= CONSIGNES =
1. Dans l'entretien sur la participation citoyenne, quel est le véritable problème au Québec selon le diagnostic de C. Nadeau ?
2. Prolongez, s'il vous plaît, l'entretien sur la participation citoyenne à partir de l'endroit où il s'arrête.

= EXTRAIT PROPOSÉ =
>>>>

C. Nadeau : Imaginons quatre millions de citoyens qui, en lisant cet entretien, se disent : « Mais c'est bien vrai, je veux m’engager ». Les instances publiques devraient alors évoluer pour accueillir véritablement la participation citoyenne. Avec un groupe de collègues, en vue d’un colloque à venir cet automne, nous nous posons précisément cette question. Notre diagnostic : ce n’est pas la mobilisation au Québec qui pose problème, c’est la faiblesse des instances de délibération. Les événements du printemps étudiant l’ont montré, il est possible de mobiliser une très grande partie de la population lorsqu’il y a crise politique, par exemple. Le véritable enjeu est toutefois de faire en sorte que ce qui est dit dans la rue se transpose non pas simplement dans les urnes, mais dans les politiques publiques.
De l'investissement des institutions
J. Lebel : Les citoyens ont donc un pouvoir qu’ils ignorent ou négligent?
C. Nadeau : Ils peuvent en avoir un. À cet égard, j’aime beaucoup la théorie de l’autorité chez Hobbes, malgré ses côtés un peu choquants. À la question : que signifie l’autorité du Léviathan, c'est-à-dire celle de l’État, il répond : l’auctoritas, c'est-à-dire le fait d’autoriser, être l’auteur de X. À partir du moment où les acteurs consentent, de manière passive ou active, alors ils autorisent l’État, ils sont les auteurs des gestes du Léviathan. Ils sont sa source de légitimité. On le voit, notre absence de consentement ne suffit pas à nous décharger de notre responsabilité. Si nous refusons d’accorder notre consentement, nous devons alors traduire ce refus en actes, en déclarations. S’opposer lorsque le pouvoir ne correspond plus à ce pour quoi il est institué : c’est le sens profond et révolutionnaire de la pensée politique de John Locke. Dire, comme grand nombre de citoyens, « Ah moi, ça m’intéresse pas, la politique », c'est oublier que la politique s’occupe de nous. La passivité est un geste. Ne pas agir a des conséquences très importantes.
Dire, comme grand nombre de citoyens, "Ah moi, ça m’intéresse pas, la politique", c'est oublier que la politique s’occupe de nous. La passivité est un geste. Ne pas agir a des conséquences très importantes.

<<<<

= DONNÉES FOURNIES =
>>>>

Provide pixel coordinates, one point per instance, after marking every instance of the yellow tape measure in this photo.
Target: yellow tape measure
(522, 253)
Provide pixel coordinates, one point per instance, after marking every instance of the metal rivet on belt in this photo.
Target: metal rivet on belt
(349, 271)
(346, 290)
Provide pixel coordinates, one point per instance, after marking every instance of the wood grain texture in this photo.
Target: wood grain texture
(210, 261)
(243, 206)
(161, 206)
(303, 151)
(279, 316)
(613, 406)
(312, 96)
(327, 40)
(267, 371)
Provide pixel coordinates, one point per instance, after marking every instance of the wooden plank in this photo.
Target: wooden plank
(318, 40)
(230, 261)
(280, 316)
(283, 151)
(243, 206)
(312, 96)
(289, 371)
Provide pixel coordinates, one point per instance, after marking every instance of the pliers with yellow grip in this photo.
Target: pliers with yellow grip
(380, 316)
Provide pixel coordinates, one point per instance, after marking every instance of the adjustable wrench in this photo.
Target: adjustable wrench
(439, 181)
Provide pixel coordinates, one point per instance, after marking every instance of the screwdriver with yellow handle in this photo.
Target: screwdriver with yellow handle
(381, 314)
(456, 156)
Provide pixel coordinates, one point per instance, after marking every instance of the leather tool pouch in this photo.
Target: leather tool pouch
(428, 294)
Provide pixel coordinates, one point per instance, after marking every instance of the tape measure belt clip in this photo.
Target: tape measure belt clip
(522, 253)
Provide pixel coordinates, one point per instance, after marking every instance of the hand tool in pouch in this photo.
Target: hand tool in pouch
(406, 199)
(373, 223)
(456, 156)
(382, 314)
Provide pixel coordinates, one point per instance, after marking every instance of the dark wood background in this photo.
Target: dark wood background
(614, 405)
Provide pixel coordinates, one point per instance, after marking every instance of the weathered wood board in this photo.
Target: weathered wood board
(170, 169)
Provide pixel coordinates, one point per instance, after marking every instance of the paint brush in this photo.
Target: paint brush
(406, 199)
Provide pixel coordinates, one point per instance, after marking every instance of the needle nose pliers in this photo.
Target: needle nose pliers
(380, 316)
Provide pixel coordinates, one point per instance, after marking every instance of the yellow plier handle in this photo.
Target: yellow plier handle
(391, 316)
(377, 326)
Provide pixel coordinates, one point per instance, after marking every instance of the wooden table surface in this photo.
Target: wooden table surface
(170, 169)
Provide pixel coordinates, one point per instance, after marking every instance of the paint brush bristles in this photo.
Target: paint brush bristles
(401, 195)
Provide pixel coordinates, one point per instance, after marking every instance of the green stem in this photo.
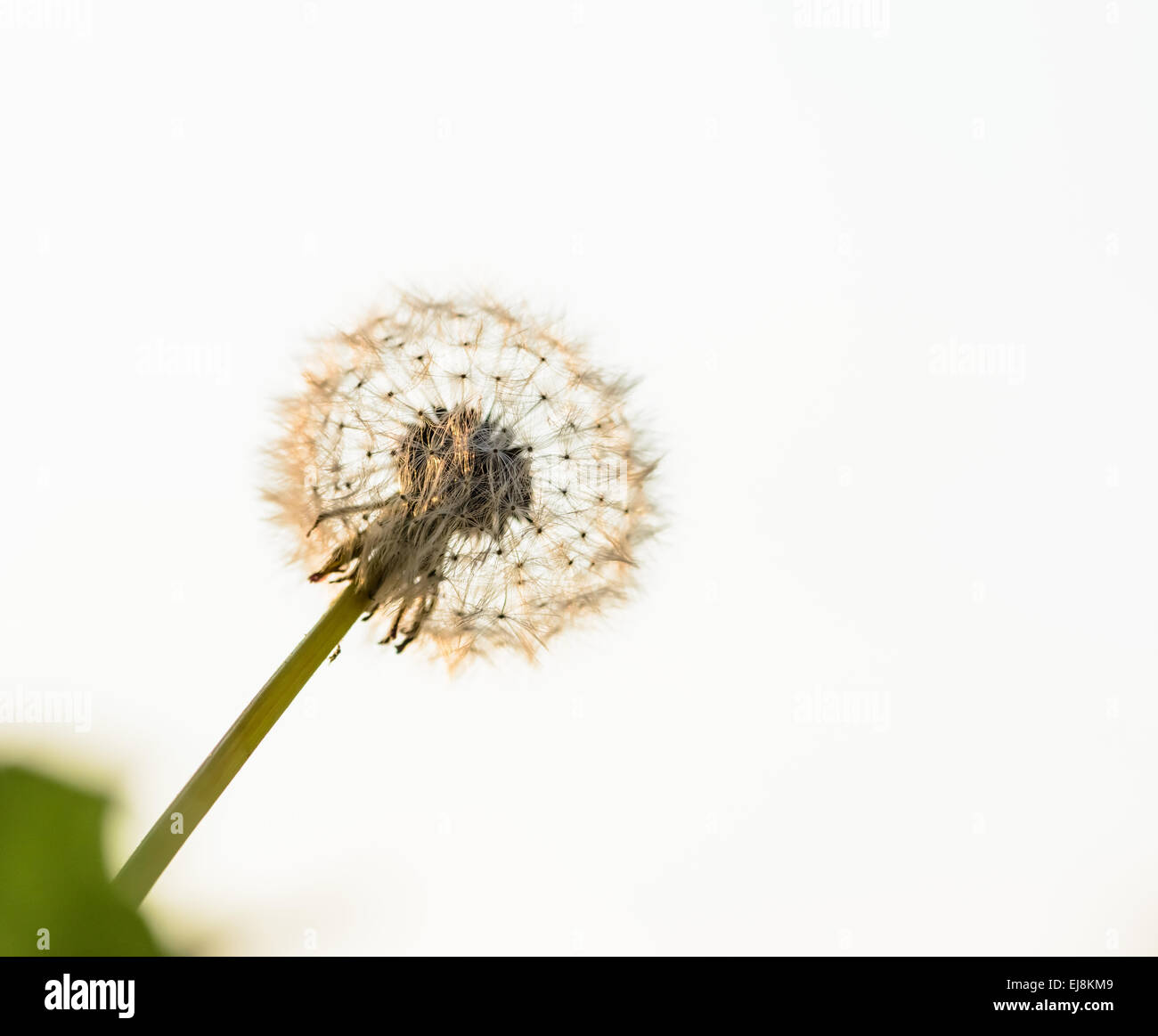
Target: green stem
(160, 845)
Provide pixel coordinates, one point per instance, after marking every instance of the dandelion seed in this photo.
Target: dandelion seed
(453, 506)
(458, 474)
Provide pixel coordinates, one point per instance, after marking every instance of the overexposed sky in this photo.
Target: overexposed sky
(886, 271)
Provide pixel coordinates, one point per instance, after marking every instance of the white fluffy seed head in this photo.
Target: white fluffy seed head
(469, 470)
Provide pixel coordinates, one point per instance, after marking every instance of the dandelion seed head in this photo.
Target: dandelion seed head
(470, 470)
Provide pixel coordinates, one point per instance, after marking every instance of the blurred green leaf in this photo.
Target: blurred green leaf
(54, 896)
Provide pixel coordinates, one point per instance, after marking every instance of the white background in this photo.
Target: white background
(887, 274)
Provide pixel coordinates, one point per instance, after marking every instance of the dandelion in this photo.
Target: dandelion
(470, 478)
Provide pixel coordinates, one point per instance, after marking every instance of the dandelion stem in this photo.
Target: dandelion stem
(160, 845)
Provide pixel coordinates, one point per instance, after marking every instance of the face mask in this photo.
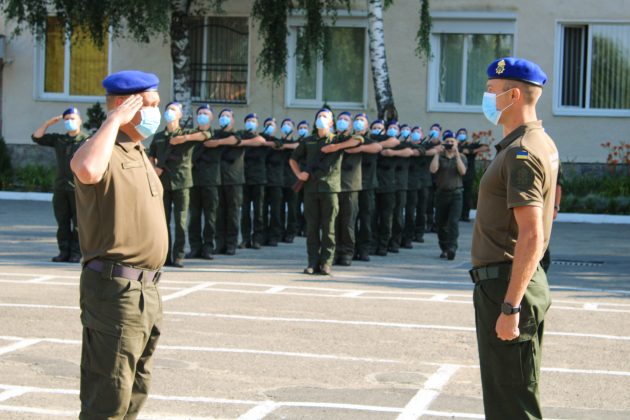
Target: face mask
(151, 118)
(392, 132)
(342, 125)
(71, 125)
(203, 119)
(287, 129)
(169, 115)
(358, 125)
(224, 121)
(489, 107)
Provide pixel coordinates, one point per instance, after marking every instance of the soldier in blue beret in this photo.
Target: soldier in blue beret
(124, 243)
(512, 229)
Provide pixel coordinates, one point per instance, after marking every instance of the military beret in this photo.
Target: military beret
(251, 115)
(512, 68)
(127, 82)
(71, 110)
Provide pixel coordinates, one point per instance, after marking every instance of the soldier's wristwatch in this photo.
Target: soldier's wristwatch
(508, 309)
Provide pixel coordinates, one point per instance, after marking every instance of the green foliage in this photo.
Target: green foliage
(96, 116)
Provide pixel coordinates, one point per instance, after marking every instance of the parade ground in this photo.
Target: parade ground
(249, 336)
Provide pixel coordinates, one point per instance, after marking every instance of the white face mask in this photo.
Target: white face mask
(489, 106)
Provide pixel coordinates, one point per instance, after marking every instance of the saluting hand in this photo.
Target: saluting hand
(507, 327)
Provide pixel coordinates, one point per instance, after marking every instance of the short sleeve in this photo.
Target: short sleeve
(524, 176)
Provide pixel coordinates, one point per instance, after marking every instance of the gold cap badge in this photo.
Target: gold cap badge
(500, 67)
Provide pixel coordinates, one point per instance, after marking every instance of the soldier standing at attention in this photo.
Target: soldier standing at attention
(64, 202)
(351, 181)
(172, 159)
(449, 168)
(322, 177)
(204, 197)
(119, 199)
(470, 150)
(512, 230)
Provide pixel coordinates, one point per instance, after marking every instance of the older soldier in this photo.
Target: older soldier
(512, 230)
(119, 200)
(64, 204)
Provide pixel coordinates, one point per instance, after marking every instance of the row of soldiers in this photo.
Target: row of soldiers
(371, 184)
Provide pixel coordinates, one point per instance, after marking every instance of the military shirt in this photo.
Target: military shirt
(275, 163)
(232, 160)
(447, 178)
(255, 161)
(174, 160)
(121, 218)
(523, 173)
(65, 146)
(324, 168)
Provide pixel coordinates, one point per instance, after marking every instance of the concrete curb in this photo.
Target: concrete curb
(562, 217)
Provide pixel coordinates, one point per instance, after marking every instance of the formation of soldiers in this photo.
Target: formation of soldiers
(355, 188)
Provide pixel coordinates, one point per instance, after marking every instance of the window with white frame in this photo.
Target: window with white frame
(71, 68)
(593, 69)
(341, 81)
(463, 45)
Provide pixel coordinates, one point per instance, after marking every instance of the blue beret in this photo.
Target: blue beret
(71, 110)
(127, 82)
(512, 68)
(251, 115)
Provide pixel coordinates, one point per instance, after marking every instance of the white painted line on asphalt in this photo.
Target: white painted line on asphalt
(17, 346)
(260, 411)
(432, 388)
(185, 292)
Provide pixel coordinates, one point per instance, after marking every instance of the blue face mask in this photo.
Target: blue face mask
(224, 121)
(151, 118)
(342, 125)
(71, 125)
(358, 125)
(170, 115)
(489, 107)
(203, 119)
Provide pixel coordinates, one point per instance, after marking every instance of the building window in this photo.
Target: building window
(463, 45)
(219, 59)
(341, 81)
(593, 70)
(71, 69)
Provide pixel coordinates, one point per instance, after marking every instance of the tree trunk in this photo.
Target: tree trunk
(180, 56)
(378, 61)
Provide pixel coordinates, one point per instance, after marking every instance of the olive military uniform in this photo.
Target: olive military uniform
(230, 194)
(252, 222)
(351, 184)
(121, 309)
(64, 203)
(448, 201)
(523, 173)
(321, 203)
(176, 164)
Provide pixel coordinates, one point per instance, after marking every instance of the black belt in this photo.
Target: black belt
(491, 272)
(123, 271)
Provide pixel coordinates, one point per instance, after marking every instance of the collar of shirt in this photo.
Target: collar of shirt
(516, 134)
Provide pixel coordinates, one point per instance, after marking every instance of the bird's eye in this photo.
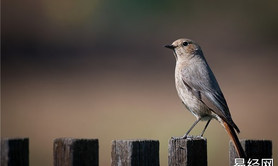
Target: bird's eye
(185, 43)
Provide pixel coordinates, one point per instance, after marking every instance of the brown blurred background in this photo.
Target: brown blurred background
(98, 69)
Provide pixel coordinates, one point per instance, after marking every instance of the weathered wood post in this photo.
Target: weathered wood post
(254, 150)
(187, 152)
(135, 153)
(75, 152)
(14, 151)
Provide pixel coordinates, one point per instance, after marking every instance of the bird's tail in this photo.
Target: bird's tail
(230, 130)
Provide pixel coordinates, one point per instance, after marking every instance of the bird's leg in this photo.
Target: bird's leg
(205, 128)
(194, 124)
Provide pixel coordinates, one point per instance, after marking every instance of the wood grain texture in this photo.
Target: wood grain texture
(187, 152)
(14, 152)
(135, 153)
(76, 152)
(254, 149)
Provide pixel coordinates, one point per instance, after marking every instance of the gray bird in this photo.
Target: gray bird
(199, 91)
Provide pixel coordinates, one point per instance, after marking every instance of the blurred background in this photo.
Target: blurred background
(98, 69)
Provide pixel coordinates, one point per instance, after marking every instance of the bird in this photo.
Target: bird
(199, 90)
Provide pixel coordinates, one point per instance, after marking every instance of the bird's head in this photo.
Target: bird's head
(185, 48)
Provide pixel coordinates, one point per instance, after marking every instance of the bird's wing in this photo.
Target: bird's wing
(207, 90)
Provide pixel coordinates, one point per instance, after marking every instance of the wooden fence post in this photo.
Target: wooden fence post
(75, 152)
(187, 152)
(14, 151)
(254, 149)
(135, 153)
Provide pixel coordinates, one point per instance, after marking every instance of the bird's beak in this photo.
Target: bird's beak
(170, 47)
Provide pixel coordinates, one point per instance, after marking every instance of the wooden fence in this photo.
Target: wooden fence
(85, 152)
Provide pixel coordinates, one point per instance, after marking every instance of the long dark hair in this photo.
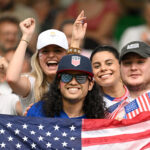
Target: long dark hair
(93, 106)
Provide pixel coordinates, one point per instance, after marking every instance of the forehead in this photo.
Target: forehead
(52, 47)
(74, 72)
(103, 56)
(132, 56)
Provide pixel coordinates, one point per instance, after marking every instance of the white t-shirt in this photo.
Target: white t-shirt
(26, 101)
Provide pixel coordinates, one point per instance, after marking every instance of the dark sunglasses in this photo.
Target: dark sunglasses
(66, 78)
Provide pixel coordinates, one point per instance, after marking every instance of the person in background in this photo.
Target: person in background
(9, 102)
(106, 70)
(67, 28)
(51, 46)
(73, 93)
(102, 16)
(140, 32)
(21, 12)
(135, 62)
(9, 33)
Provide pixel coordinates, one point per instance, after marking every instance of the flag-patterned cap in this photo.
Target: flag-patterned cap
(137, 47)
(75, 62)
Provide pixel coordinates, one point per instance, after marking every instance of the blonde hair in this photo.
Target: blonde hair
(41, 84)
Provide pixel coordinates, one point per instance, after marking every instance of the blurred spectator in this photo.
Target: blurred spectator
(9, 33)
(9, 102)
(46, 13)
(102, 16)
(21, 12)
(26, 64)
(67, 27)
(138, 33)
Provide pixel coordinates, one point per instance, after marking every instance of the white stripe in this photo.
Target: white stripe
(133, 145)
(136, 128)
(129, 115)
(133, 114)
(139, 105)
(143, 102)
(147, 102)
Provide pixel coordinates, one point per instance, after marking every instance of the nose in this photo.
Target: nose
(103, 68)
(73, 81)
(133, 66)
(51, 54)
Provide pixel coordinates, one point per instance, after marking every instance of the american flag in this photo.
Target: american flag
(138, 105)
(36, 133)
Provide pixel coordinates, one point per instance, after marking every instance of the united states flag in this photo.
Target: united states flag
(27, 133)
(138, 105)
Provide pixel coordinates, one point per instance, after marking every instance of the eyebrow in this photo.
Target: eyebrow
(105, 60)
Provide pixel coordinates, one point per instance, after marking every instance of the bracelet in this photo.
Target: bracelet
(25, 41)
(73, 50)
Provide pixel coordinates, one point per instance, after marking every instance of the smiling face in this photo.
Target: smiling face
(49, 58)
(135, 71)
(9, 35)
(73, 91)
(106, 69)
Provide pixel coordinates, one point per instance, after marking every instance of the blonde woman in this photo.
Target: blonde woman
(51, 47)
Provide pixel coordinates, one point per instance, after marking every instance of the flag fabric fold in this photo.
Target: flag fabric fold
(27, 133)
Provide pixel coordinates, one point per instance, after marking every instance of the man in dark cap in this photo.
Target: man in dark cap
(73, 93)
(135, 67)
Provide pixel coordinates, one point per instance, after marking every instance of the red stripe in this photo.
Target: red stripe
(145, 103)
(141, 105)
(115, 139)
(96, 124)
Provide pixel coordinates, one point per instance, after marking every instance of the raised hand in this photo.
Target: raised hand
(79, 29)
(3, 65)
(27, 27)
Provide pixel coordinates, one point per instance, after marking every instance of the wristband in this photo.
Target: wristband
(25, 41)
(73, 50)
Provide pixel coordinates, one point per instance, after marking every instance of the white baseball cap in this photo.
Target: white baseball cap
(50, 37)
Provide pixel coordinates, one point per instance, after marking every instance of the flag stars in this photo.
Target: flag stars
(72, 138)
(64, 144)
(25, 139)
(56, 139)
(25, 126)
(64, 134)
(33, 145)
(72, 128)
(48, 133)
(17, 131)
(2, 131)
(9, 125)
(32, 132)
(48, 145)
(3, 145)
(18, 146)
(10, 138)
(40, 127)
(56, 128)
(40, 138)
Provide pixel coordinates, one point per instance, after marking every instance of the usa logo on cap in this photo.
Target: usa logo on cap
(75, 60)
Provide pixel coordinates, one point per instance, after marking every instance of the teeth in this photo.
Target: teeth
(73, 90)
(105, 76)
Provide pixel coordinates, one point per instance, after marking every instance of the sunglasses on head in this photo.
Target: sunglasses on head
(66, 78)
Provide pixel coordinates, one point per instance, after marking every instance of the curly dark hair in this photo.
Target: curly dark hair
(93, 106)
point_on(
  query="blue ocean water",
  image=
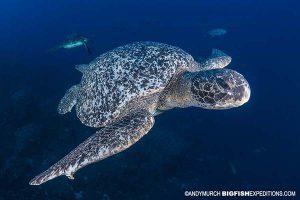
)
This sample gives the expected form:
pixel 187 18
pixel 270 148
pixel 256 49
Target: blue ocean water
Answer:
pixel 253 147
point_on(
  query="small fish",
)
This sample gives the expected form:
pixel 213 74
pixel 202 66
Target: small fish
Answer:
pixel 72 42
pixel 233 168
pixel 217 32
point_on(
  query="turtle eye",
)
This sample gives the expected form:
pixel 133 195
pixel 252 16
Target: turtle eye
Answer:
pixel 222 83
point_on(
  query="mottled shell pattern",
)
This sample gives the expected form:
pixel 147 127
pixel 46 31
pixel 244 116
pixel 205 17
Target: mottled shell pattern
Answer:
pixel 124 74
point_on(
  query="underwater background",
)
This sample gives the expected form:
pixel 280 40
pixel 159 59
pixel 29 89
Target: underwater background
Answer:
pixel 253 147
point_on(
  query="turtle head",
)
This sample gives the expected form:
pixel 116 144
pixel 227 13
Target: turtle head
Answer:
pixel 218 89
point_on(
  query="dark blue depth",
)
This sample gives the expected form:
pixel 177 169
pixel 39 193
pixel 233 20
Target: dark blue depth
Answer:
pixel 253 147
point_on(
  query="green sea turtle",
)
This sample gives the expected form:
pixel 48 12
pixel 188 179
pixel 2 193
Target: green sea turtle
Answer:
pixel 122 90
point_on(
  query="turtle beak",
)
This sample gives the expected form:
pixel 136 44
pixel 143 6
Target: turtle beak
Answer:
pixel 242 94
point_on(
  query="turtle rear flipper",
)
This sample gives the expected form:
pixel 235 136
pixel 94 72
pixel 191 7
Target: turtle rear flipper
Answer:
pixel 110 140
pixel 69 100
pixel 217 60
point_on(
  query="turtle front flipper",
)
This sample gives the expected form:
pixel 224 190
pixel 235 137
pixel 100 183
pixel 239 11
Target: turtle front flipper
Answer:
pixel 217 60
pixel 69 100
pixel 110 140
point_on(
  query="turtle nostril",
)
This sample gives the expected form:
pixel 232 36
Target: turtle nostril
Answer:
pixel 222 83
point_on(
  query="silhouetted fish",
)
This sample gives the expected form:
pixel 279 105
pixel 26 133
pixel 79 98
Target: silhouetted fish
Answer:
pixel 72 42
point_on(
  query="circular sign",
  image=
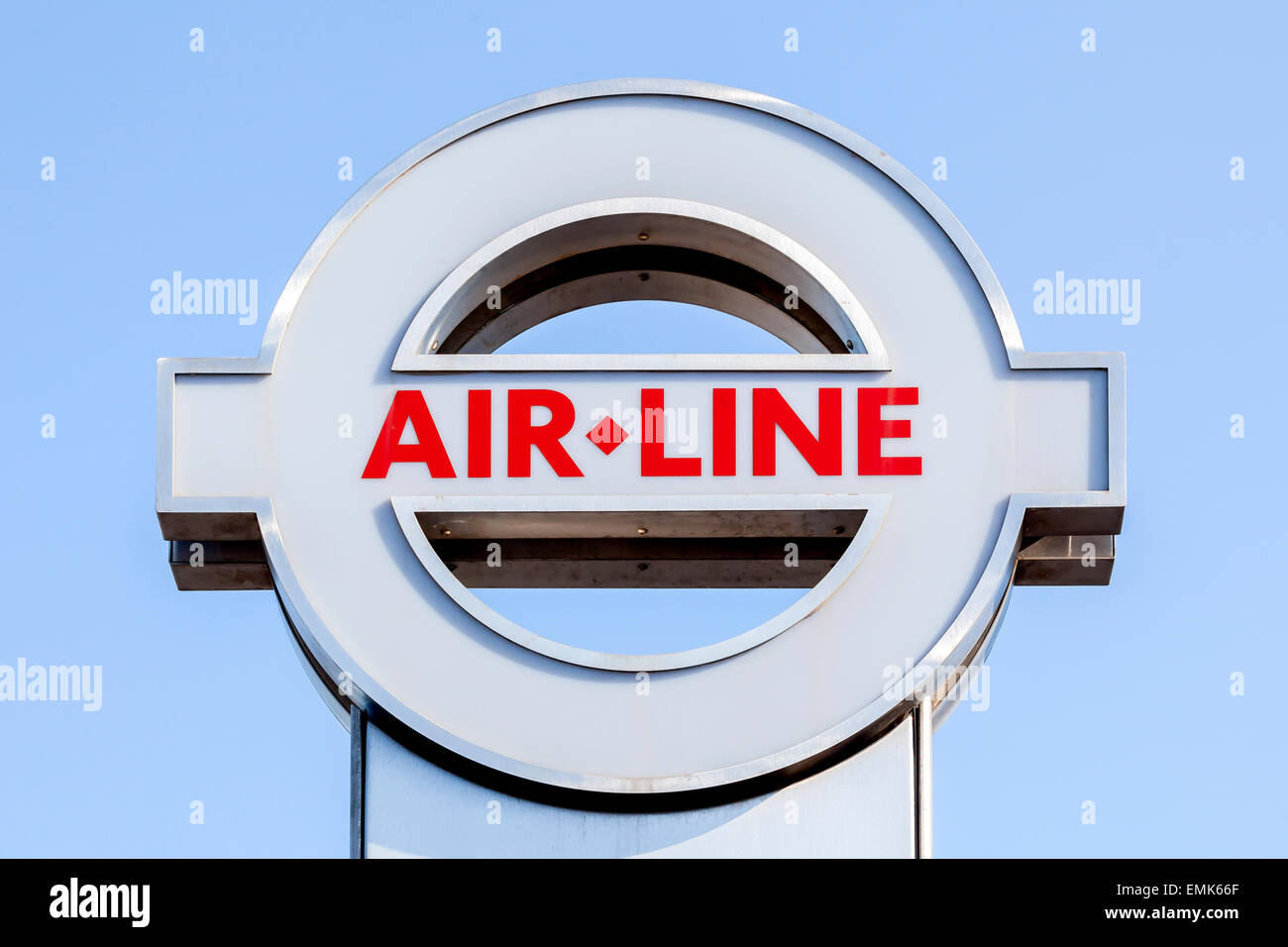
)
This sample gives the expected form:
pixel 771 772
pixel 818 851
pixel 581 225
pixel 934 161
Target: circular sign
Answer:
pixel 910 421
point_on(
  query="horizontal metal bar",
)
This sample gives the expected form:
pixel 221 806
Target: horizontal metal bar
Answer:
pixel 1065 561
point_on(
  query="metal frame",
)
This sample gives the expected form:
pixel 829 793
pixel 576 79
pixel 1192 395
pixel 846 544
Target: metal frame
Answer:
pixel 876 505
pixel 962 641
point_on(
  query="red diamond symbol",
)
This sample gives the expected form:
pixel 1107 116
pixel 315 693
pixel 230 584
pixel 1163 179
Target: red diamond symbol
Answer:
pixel 606 434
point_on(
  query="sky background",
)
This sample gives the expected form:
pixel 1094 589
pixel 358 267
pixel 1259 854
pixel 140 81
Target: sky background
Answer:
pixel 1113 163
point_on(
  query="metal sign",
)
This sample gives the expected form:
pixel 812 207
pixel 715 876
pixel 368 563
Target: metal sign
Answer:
pixel 910 424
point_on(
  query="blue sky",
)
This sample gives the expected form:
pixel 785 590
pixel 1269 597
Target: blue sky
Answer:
pixel 1113 163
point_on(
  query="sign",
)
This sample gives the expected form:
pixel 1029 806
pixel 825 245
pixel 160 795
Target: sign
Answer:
pixel 365 462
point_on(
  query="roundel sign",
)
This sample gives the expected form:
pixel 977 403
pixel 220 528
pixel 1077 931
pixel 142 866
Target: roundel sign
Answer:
pixel 380 458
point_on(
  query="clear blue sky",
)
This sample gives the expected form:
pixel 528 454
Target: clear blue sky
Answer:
pixel 1113 163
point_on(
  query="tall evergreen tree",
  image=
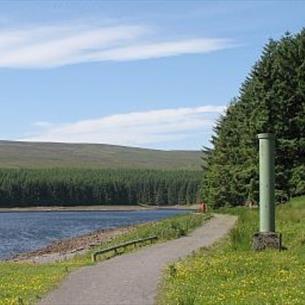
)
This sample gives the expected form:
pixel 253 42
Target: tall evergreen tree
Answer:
pixel 271 99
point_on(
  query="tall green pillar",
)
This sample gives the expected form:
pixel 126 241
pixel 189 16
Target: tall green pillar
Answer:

<<<<

= RÉPONSES =
1. La faiblesse des instances de délibération, et non la mobilisation.

2.
J. Lebel : Est-ce qu’on pourrait dire alors que face aux redoutables forces de « dérèglementation », celles de ces puissantes entreprises qui jouent selon leurs propres règles dans un espace au-delà des États de droit — car c’est ce que l’on perçoit aussi derrière cette tragédie —, notre pouvoir se trouve dans les institutions, que l’on investira en sortant dans la rue ou autrement?
C. Nadeau : Investir les institutions ne signifie pas uniquement, loin de là, investir les partis politiques. Cela signifie redonner un sens à l’idée de société civile, ou de ce qu’on pourrait nommer la civilité ou l’éthos politique. Cela passe par un très grand nombre d’organisations qui ensemble pourront restituer un pouvoir réel aux citoyens, lesquels se voient désappropriés chaque jour un peu plus du droit de décider pour eux-mêmes ce que sera leur avenir.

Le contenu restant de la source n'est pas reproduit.